▶ **Exercise aim**:
Reproduce the whole listing below with "Objective" swapped for "Goal" wherever it appears, changing nothing else. Leave the pictures out of your copy.

--- START ---

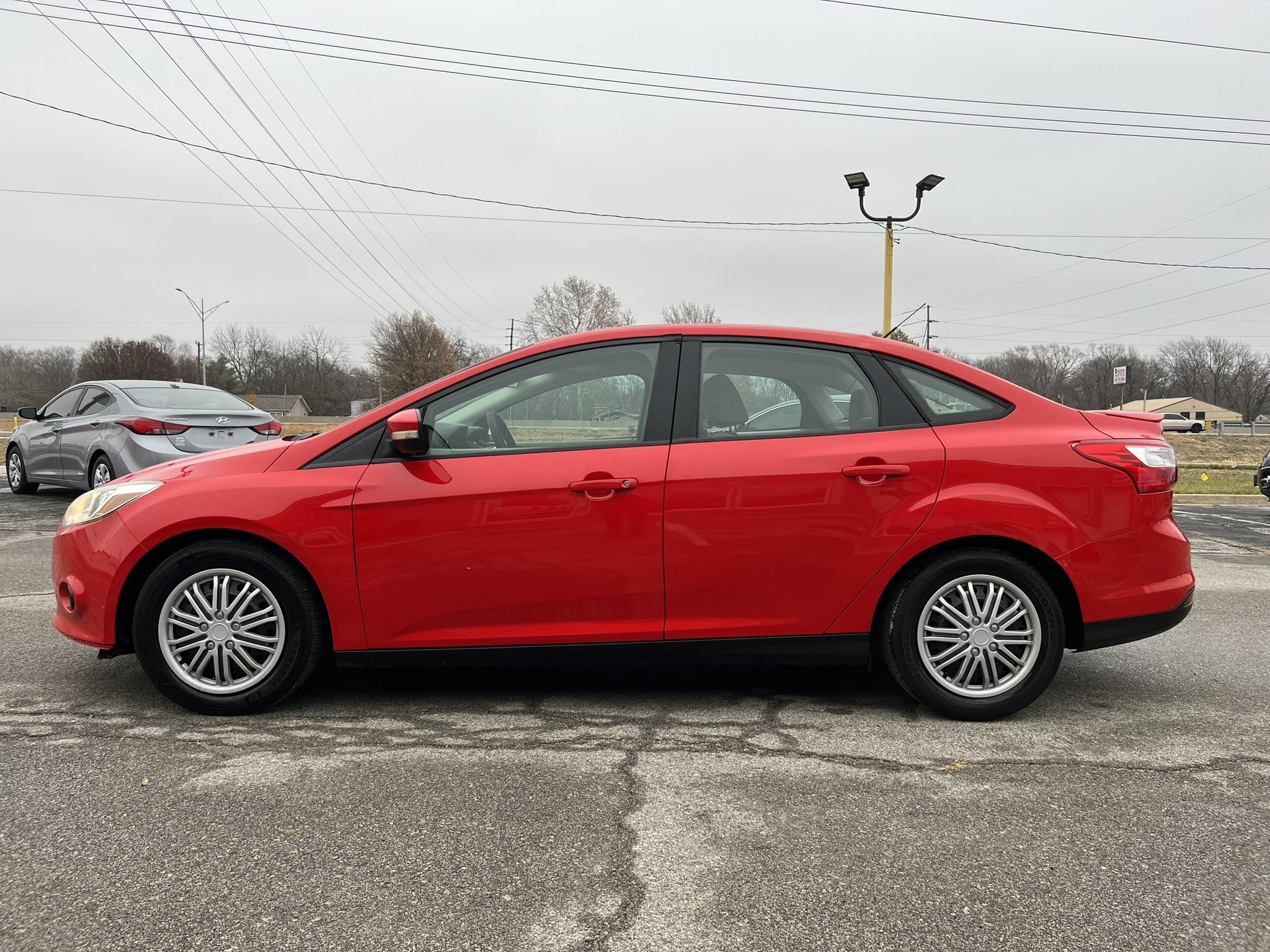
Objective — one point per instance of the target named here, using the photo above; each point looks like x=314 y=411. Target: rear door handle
x=874 y=474
x=603 y=488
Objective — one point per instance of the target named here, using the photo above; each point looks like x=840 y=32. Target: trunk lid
x=213 y=430
x=1124 y=425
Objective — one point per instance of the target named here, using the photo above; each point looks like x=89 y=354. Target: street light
x=859 y=182
x=203 y=314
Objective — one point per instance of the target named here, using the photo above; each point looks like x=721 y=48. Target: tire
x=972 y=649
x=286 y=641
x=99 y=467
x=16 y=472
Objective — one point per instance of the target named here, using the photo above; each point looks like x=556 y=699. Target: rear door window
x=95 y=402
x=63 y=405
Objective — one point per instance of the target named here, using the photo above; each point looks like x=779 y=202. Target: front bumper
x=1119 y=631
x=91 y=564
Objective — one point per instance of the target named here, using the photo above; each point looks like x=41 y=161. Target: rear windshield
x=183 y=399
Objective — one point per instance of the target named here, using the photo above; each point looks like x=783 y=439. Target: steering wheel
x=498 y=431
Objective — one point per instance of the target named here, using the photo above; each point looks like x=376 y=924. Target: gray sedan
x=97 y=431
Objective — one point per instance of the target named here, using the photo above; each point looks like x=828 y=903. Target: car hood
x=253 y=457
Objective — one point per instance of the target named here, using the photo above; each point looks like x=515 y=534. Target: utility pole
x=859 y=182
x=203 y=314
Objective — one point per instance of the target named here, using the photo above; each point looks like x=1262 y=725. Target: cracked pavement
x=633 y=809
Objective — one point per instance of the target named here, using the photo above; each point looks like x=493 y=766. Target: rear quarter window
x=943 y=399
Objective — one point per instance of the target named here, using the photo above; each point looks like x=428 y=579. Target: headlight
x=102 y=501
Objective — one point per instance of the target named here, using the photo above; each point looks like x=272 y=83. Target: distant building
x=1191 y=408
x=283 y=404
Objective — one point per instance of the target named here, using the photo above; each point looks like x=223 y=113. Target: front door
x=773 y=531
x=535 y=517
x=43 y=441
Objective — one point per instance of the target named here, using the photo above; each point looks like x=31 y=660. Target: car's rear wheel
x=229 y=626
x=975 y=635
x=16 y=470
x=102 y=471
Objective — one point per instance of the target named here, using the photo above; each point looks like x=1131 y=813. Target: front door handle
x=602 y=488
x=874 y=474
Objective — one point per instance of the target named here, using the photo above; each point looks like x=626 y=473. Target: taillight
x=145 y=427
x=1151 y=466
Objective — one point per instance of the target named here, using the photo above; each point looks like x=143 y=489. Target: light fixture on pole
x=203 y=314
x=859 y=182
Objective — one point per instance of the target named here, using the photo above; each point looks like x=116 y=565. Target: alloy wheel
x=221 y=631
x=980 y=637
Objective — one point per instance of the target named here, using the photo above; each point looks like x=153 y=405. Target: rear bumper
x=1119 y=631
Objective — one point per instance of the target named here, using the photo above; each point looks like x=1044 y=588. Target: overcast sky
x=74 y=268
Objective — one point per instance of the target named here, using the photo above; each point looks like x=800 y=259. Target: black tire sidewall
x=901 y=635
x=305 y=627
x=24 y=484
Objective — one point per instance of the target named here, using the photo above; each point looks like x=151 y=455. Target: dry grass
x=1210 y=450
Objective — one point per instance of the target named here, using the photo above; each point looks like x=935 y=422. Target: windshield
x=184 y=399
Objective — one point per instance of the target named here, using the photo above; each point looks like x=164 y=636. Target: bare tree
x=409 y=351
x=574 y=305
x=689 y=312
x=249 y=352
x=111 y=358
x=468 y=352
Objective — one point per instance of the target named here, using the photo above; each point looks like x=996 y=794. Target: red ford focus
x=710 y=490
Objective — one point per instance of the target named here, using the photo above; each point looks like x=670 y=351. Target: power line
x=1047 y=25
x=1089 y=258
x=745 y=104
x=300 y=61
x=195 y=155
x=580 y=213
x=660 y=73
x=624 y=225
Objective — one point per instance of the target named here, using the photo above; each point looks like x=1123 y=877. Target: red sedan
x=631 y=491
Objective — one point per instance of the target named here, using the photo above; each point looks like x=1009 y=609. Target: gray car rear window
x=183 y=399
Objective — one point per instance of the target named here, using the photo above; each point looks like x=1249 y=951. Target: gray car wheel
x=17 y=474
x=102 y=471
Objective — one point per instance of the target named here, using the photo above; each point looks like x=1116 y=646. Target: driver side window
x=575 y=400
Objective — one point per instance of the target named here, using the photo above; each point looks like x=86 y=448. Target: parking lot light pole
x=203 y=314
x=859 y=182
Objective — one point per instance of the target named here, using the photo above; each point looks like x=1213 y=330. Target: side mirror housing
x=407 y=432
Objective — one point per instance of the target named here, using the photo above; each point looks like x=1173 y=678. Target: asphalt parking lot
x=653 y=809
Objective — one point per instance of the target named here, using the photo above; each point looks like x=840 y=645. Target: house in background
x=1191 y=408
x=282 y=404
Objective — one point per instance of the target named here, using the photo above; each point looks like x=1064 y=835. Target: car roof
x=122 y=384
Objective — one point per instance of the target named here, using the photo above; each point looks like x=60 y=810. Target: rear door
x=81 y=432
x=774 y=532
x=43 y=439
x=535 y=517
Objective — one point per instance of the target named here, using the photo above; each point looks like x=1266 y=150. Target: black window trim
x=657 y=430
x=686 y=412
x=1003 y=408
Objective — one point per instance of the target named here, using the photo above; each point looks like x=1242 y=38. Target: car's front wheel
x=102 y=471
x=17 y=472
x=975 y=635
x=229 y=626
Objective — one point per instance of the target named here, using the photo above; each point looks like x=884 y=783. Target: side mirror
x=407 y=432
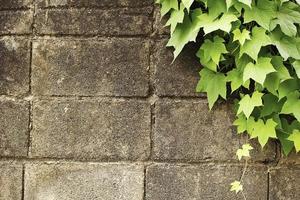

--- END ---

▶ **Complete response**:
Goal — one point per instance of the target named here, using the photo above; each point looks like x=314 y=411. Target: rear door handle
x=874 y=474
x=603 y=488
Goal — one point per instance of the target named here, using the photo above; each point looks like x=840 y=32. Target: trunk lid
x=213 y=430
x=1124 y=425
Goal — one point per instance of the target named here, using the photo above; each point looks like x=89 y=354. Target: street light
x=859 y=182
x=203 y=314
Goal — one point per instance of the target named here, using the photo above; each point looks like x=721 y=48. Target: tire
x=972 y=649
x=286 y=641
x=99 y=467
x=16 y=472
Goal — one point per instance of the target named here, using the photo above; each point looks like x=556 y=699. Target: rear door window
x=95 y=402
x=63 y=405
Goal — one point per instance of the target named here, using the photo above; each point looks like x=779 y=202. Target: front bumper
x=1119 y=631
x=91 y=564
Goal — one point per instance of the target named here, using the photo above; each point looks like x=41 y=161. Target: rear windshield
x=183 y=399
Goal — one point per instance of the target named here, using the photo above; each point looks like x=783 y=439. Target: steering wheel
x=498 y=431
Goal — one point per instance of the target named here, using the photo above; each point looks like x=376 y=924. Target: gray sedan
x=97 y=431
Goal — one point per instance of the target named here, using the photo above; each point looks like x=828 y=903. Target: car hood
x=253 y=457
Goal — one point per instance of the target named here, using the photo above; each point looks like x=515 y=534. Target: utility pole
x=859 y=182
x=203 y=314
Goal — one point per instance of the target named here, using the photo above; each point looks like x=1262 y=725. Target: cracked pavement
x=633 y=809
Goal — one point per instance of the target named here, using the photo above; each point looks like x=493 y=766. Target: rear quarter window
x=943 y=399
Goal — one point per instance of the target named here, using the photo above; each point looks like x=428 y=579. Target: headlight
x=102 y=501
Goal — one point per instance of the target named here, using the photo above; each point looks like x=272 y=83. Target: distant building
x=1191 y=408
x=283 y=404
Goal — one point per instance of the target named here, using the photo above; each point looks like x=223 y=113. Target: front door
x=773 y=531
x=535 y=517
x=43 y=441
Goal — one point per instance of the target named here, using the photo above; each point looks like x=31 y=660. Target: car's rear wheel
x=229 y=626
x=975 y=635
x=16 y=470
x=102 y=471
Goal — one point per instance of the target named here, using the photo above; each point looks like x=1131 y=813. Target: front door handle
x=602 y=488
x=874 y=474
Goal — one point per instance of the target named here, using the photo above; each point looks like x=626 y=473. Target: taillight
x=145 y=427
x=1151 y=466
Goal — one point per instance of the target named here, using the photo above; each point looks like x=143 y=489. Target: light fixture on pole
x=203 y=314
x=859 y=182
Goal — one point per instance of the target named here, using the photo above; each point looks like x=116 y=565. Target: alloy wheel
x=221 y=631
x=980 y=637
Goal — one point per instance of the target named here, using the photo above; each point looks like x=153 y=405. Target: rear bumper
x=1119 y=631
Goal — one point per instance of the target named here, using the photo above; each point looks like x=1044 y=588. Target: overcast sky
x=74 y=268
Goal — one point per instance of the target named here, using the photo above; each point looks like x=800 y=259. Target: black tire sidewall
x=901 y=635
x=305 y=627
x=24 y=484
Goal — one point per instance of the target named here, using the photo above; each point looks like x=151 y=455. Target: dry grass
x=1210 y=450
Goal — one point per instance of the target named here, using the photo above; each point looks like x=935 y=422. Target: windshield
x=184 y=399
Goal — one point per instance of the target named here, using the photo above; each point looks like x=164 y=636. Target: bare tree
x=409 y=351
x=574 y=305
x=689 y=312
x=249 y=352
x=111 y=358
x=468 y=352
Goal — one point per instance of the target named here, using the photo above; each point looks like x=996 y=794. Target: red ford focus
x=710 y=490
Goal — one point per instance of the target named here, using the photo above; each point looks like x=670 y=351. Target: power line
x=1047 y=25
x=1089 y=258
x=745 y=104
x=300 y=61
x=195 y=155
x=580 y=213
x=660 y=73
x=624 y=225
Goal — one point per instance of the target named here, using the photo above; each point looks like x=1123 y=877. Target: red sedan
x=631 y=491
Goal — one point per instance of the target named here, using the photo above; each point looks like x=1009 y=609. Target: gray car rear window
x=183 y=399
Goal — one point per instance of the target named here, using the photo above; each point looks like x=1249 y=951. Target: gray car wheel
x=17 y=474
x=102 y=471
Goal — one point per instance of the target named here, using the photo above; each point looks like x=1116 y=646. Target: driver side window
x=575 y=400
Goal — one point per instance of the target named here, using the photo above; each point looks like x=86 y=448. Target: parking lot light pole
x=203 y=314
x=859 y=182
Goal — one point per instance of the target named here, using the photo above; each point looks like x=1213 y=330. Target: side mirror housing
x=407 y=432
Goal — one point per instance of the target named here, using the photo above; each point looks like x=1173 y=678. Target: asphalt parking lot
x=653 y=809
Goal — one point per instance of the target named here, using the photo above; each point looks like x=840 y=645. Target: house in background
x=1191 y=408
x=282 y=404
Goal — one point per instance of the target named here, using the photo above; each point looks like x=1064 y=835. Target: car roof
x=122 y=384
Goal — one point per instance of the target named here, using the photo above; each point looks like x=60 y=810. Target: rear door
x=81 y=432
x=774 y=532
x=43 y=439
x=535 y=517
Goal — one point per instance of the target named here, using the photo above; each point looks like x=1266 y=150. Target: black window trim
x=657 y=430
x=686 y=412
x=1003 y=408
Goal — one point per instance of the target named here, using the photo above; each point looks like x=1242 y=38. Target: car's front wheel
x=102 y=471
x=17 y=472
x=975 y=635
x=229 y=626
Goal — one point per instance of the target named here, using the photo above; each point looks like x=884 y=783. Target: side mirror
x=407 y=432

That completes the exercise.